[Input records]
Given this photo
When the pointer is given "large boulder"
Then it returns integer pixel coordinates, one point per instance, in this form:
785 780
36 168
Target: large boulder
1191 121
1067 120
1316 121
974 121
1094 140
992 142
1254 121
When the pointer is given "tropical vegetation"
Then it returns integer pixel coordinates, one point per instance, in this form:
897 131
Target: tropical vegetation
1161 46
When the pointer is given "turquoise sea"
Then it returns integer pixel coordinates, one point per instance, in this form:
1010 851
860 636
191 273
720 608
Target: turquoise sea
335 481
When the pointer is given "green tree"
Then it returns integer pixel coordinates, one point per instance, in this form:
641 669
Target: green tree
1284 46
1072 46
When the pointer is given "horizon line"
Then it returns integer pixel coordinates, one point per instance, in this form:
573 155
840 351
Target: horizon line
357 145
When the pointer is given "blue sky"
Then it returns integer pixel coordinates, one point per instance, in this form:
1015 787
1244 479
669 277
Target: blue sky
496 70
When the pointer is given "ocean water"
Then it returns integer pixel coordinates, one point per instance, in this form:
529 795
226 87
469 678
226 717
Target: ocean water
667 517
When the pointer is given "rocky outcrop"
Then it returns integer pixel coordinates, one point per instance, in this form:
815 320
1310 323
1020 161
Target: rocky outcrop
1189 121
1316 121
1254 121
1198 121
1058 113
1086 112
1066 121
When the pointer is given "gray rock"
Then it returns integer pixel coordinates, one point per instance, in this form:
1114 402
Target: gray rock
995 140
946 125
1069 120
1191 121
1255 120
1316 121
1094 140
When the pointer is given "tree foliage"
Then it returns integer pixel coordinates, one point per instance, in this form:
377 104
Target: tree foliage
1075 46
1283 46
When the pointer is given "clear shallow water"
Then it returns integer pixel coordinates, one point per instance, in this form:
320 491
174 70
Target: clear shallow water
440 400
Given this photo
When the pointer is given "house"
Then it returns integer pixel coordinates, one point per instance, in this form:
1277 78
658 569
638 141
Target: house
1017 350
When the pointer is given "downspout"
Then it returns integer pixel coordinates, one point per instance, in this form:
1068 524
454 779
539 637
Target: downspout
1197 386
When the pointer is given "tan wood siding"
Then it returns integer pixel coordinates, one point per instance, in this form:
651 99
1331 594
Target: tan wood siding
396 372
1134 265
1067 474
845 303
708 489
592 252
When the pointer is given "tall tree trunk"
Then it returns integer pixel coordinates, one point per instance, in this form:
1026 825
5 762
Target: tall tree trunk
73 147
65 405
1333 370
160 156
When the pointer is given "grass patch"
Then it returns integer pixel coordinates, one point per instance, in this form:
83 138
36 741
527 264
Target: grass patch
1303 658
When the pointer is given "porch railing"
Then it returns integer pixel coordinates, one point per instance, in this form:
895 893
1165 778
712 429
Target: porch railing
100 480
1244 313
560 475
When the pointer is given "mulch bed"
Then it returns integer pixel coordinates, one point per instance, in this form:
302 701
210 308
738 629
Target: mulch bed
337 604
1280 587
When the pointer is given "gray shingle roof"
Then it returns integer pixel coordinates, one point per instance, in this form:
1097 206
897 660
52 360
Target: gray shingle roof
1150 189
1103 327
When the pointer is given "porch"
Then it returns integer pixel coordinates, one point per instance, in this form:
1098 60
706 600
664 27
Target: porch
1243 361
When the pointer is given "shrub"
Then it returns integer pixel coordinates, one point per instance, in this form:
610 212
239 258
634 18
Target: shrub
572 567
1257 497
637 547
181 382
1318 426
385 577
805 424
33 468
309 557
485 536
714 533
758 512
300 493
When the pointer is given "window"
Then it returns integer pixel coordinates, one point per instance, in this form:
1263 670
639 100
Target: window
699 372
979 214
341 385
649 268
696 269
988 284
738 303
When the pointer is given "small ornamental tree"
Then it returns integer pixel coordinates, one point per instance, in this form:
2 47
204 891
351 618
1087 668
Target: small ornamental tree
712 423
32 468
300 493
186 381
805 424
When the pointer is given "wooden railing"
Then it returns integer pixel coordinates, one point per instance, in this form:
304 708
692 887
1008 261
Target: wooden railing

[Instructions for the task]
Return each line of the material above that contains the string "wooden", treating uppercase and lowercase letters as distinct.

[Response]
When the pointer is given "wooden railing"
Target: wooden railing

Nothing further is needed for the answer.